### Extract to read
·····
Understanding XB1's internal memory bandwidth *spawn

dobwal · Sep 12, 2013

taisui said:
I don't know if you are trying too hard to disprove with bad analogy or you just didn't understand.
("Miles"PH is a velocity, hence the right analogy would actually be latency. Bandwidth would be how much food that I ordered from a takeout, i.e. lardwidth)

The 136GBps is not DRAM->DRAM in simultaneous R/W.

It's for DRAM->ESRAM, or ESRAM->DRAM, and because you can't write more data than you can read in a copy operation, the transfer rate is bound by the DRAM max BW, which is 68GBps, hence 68GBps * 2 = 136GBps.

Forget the bad analogy. The reality is that DRAM has a max bandwidth of 68 GBs. Regardless of the bandwidth available to the eSRAM or gpu. Both devices has to accomodate the bottleneck presented by DRAM.

Which means when you are reading from DRAM into the GPU it will happen at 68 GBs and the GPU is going to stream that data to eSRAM at 68 GBs unless you are buffering the data to more efficiently use eSRAM bandwidth. But that doesn't accelerate data being sourced from the DRAM.

As long as you are using the max bandwidth when reading from DRAM, the DRAM won't accommodate any writes so when the gpu is ultilizing whatever esram bandwidth not being used for copying data from the dram to esram, that data destined for DRAM has to sit somewhere and wait for the data from dram to sram to complete or you must reduce the bandwidth being used by the reads off dram to accommodate writes to dram.

Scott_Arm · Sep 12, 2013

This suddenly became the best thread. Hall of fame.

It started with quantum mechanics and now it's on to fast food analogies.

3dilettante · Sep 12, 2013

dobwal said:
Forget the bad analogy. The reality is that DRAM has a max bandwidth of 68 GBs. Regardless of the bandwidth available to the eSRAM or gpu. Both devices has to accomodate the bottleneck presented by DRAM.
·····
### Data block
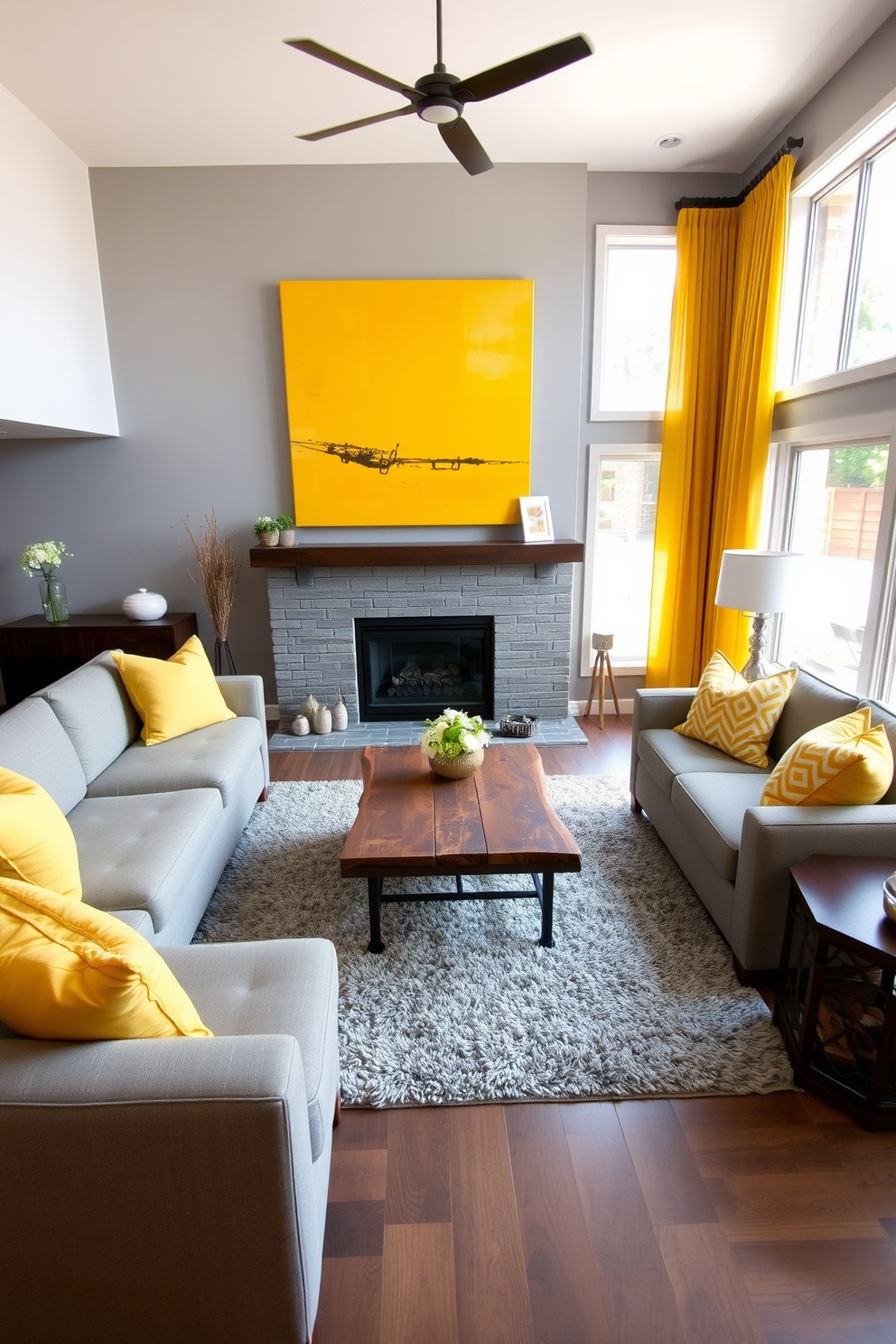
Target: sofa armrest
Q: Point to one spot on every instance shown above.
·····
### Problem statement
Answer these about the XB1 memory bandwidth thread above:
1. According to taisui, what would the right analogy for "Miles"PH actually be?
2. What two numbers does taisui multiply to get 136GBps?
3. According to Scott_Arm, what did the thread start with?

### Task solution
1. Latency.
2. 68GBps and 2.
3. Quantum mechanics.